(Box-labeled data extracts)
* start *
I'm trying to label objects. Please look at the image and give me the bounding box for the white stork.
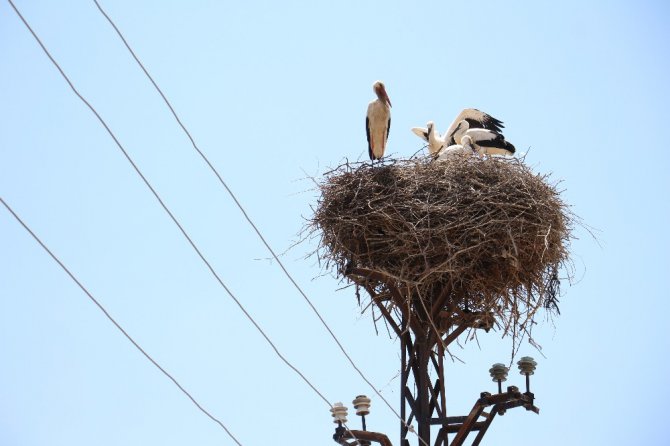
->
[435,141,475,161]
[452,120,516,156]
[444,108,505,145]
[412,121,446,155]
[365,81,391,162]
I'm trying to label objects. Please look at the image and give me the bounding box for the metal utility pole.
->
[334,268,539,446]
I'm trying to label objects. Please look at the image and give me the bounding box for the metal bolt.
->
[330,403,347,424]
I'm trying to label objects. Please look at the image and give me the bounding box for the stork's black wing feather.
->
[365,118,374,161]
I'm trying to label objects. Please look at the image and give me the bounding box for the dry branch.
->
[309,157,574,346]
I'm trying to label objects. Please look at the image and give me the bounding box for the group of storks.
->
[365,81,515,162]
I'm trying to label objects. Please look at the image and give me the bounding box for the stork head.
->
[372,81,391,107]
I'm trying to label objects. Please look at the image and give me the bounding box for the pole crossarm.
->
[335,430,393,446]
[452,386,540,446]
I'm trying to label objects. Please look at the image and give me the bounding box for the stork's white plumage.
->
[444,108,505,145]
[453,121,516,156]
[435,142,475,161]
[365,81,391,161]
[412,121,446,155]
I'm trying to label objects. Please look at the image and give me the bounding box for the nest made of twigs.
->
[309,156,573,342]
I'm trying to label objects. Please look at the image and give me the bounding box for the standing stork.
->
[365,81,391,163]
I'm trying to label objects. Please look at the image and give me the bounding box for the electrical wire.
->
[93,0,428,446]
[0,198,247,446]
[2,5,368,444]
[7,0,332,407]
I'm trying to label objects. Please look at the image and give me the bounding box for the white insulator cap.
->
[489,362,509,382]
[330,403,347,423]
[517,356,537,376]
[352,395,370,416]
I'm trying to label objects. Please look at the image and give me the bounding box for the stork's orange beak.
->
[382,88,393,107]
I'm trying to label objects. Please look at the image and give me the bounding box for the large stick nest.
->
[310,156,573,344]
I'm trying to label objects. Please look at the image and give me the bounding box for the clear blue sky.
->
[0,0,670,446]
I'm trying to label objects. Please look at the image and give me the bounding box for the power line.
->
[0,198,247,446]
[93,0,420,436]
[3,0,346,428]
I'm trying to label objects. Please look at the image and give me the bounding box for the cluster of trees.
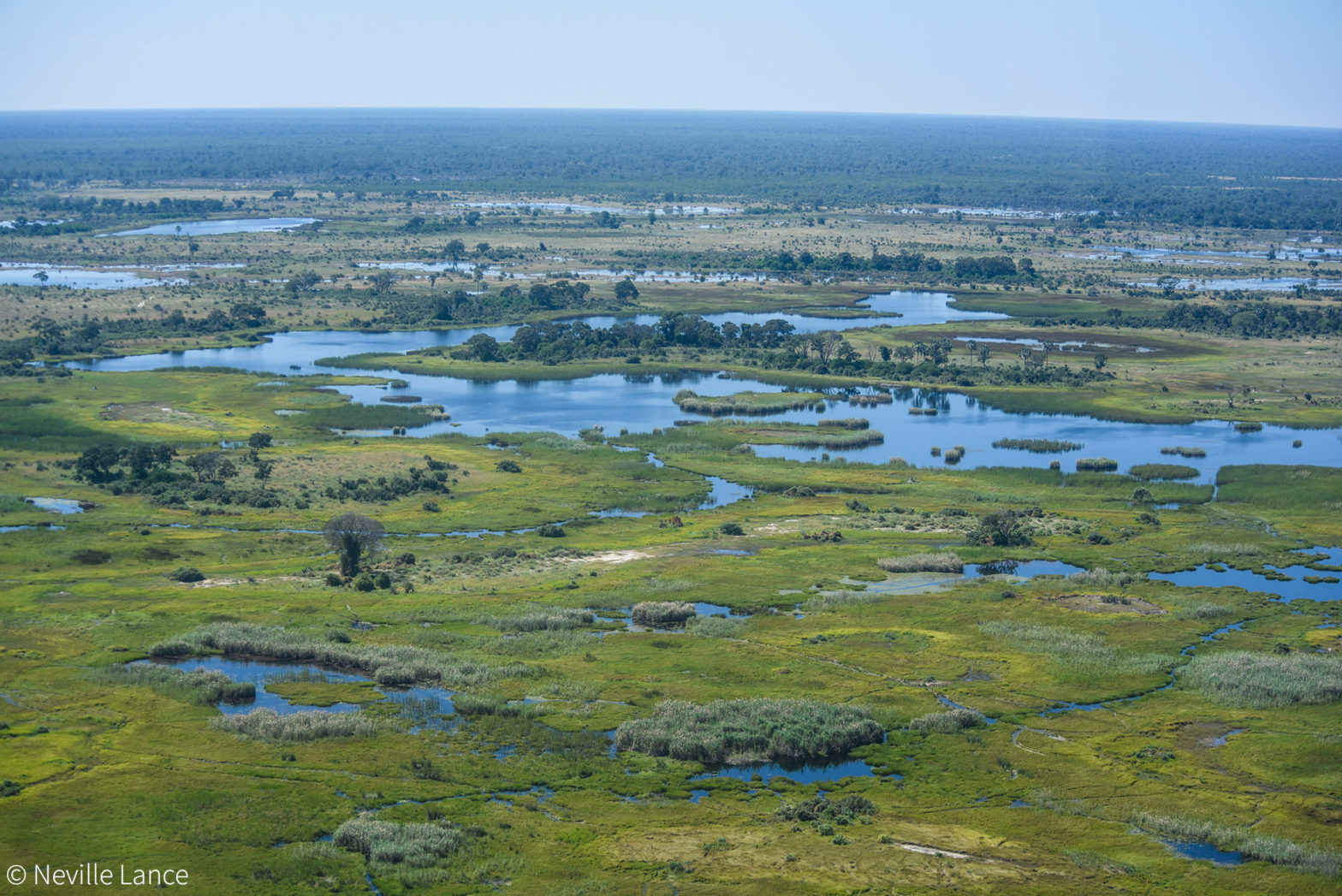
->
* end *
* start *
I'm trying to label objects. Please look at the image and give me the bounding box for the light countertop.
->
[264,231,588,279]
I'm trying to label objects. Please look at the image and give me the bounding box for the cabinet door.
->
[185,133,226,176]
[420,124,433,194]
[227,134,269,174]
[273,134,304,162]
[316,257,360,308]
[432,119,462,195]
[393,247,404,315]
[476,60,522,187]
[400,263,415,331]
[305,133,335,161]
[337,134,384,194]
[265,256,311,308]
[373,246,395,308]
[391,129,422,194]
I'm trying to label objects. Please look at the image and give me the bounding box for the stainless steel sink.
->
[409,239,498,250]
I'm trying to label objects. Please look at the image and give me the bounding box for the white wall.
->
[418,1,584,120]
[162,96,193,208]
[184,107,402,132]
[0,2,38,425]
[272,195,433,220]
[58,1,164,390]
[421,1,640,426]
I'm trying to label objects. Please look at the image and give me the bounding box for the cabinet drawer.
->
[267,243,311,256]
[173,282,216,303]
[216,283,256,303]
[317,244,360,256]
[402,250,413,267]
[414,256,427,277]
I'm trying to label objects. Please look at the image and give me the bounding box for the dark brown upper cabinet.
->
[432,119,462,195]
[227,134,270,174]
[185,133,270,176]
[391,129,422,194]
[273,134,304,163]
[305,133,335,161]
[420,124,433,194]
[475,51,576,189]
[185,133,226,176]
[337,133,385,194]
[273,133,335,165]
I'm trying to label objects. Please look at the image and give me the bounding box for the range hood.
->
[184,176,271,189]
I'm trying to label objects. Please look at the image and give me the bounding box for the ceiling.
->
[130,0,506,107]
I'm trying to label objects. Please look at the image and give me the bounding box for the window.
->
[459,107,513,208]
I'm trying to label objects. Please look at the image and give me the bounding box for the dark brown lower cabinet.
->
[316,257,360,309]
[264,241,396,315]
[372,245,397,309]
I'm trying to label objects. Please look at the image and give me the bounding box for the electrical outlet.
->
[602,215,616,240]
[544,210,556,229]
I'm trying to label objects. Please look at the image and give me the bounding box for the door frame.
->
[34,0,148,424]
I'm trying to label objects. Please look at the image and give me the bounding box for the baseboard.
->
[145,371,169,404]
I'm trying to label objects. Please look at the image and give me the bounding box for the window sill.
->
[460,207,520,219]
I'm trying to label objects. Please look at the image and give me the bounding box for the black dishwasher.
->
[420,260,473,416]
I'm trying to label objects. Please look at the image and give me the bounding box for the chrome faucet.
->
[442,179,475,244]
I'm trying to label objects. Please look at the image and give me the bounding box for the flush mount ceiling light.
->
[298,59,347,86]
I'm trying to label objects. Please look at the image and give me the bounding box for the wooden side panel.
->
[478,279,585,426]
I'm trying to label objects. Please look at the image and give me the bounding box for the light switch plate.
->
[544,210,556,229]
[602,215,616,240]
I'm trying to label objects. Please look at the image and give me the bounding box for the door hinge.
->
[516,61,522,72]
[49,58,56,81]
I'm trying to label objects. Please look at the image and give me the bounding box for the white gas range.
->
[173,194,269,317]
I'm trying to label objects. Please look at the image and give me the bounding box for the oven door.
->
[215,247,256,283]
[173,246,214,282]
* end *
» **OBJECTIVE**:
Turn the data above, from the line with "the white stork." to the line with "[334,268,539,446]", both included, into a numbered list without blank lines. Leave out any picture.

» **ANSWER TO THE EXERCISE**:
1. I'm trying to label objects. Please look at the image and give me the bounding box for the white stork.
2. ->
3. [435,141,475,161]
4. [452,120,516,156]
5. [444,108,505,145]
6. [412,121,446,155]
7. [365,81,391,162]
8. I'm trying to label objects. Please look at the image and give me the bounding box for the metal utility pole.
9. ->
10. [334,268,539,446]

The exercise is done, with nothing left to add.